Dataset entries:
****************************************
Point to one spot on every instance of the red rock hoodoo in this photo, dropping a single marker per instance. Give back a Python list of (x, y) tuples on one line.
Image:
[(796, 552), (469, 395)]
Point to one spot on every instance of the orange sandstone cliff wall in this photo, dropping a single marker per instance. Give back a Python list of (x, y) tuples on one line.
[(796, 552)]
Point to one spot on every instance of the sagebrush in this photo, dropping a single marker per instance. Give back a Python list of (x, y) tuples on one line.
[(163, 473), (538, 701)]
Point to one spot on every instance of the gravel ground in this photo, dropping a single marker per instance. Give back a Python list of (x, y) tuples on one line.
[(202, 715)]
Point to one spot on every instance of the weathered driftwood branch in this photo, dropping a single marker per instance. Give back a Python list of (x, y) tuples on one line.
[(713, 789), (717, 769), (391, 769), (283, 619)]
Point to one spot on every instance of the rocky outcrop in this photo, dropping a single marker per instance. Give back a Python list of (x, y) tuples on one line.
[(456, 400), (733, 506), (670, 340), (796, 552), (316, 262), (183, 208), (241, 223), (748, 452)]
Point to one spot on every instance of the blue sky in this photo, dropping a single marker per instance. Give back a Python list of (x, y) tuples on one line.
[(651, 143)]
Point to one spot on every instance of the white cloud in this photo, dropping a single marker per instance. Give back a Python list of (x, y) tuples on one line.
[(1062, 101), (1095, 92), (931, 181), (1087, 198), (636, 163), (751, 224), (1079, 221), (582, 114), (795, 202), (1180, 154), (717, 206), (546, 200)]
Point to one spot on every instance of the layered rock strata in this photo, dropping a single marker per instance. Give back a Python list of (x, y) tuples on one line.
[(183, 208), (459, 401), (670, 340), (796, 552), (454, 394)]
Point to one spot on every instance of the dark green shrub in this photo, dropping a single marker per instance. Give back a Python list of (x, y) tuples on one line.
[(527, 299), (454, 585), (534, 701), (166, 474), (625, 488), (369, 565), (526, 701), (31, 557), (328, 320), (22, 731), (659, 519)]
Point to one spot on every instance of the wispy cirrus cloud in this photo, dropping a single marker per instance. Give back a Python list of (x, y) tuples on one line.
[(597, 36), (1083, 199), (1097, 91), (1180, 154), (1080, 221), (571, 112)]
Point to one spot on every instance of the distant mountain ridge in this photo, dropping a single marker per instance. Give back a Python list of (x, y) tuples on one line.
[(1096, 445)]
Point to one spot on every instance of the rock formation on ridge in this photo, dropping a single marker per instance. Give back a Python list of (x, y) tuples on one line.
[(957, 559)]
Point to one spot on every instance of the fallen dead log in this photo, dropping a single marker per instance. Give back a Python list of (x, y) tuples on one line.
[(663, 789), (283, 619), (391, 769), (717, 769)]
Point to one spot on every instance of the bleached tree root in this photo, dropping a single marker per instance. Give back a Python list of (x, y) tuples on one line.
****************************************
**ASSIGNMENT:** Output nothing but the lines from the one that contains "Point to one spot on every instance of the rock formation" through the final line of the entries above, exactly as they appear.

**EXERCISE OUTPUT:**
Point to one spot on every instance of the rock formation on ridge in this photo, dropping a single marker per instance. Give back a Python list of (x, y) tuples on one line.
[(957, 559)]
Point to one spot on every instance of the fallen dead log in this photo, dropping a single marker per instance. Give back a Python list of (x, y) tuples on one line.
[(663, 789), (283, 619), (391, 769), (717, 769)]
Point to one spot on every instance of the bleached tree root in this photo, dropping a single marker per instance. Give back a Python list of (x, y) tuples on one line.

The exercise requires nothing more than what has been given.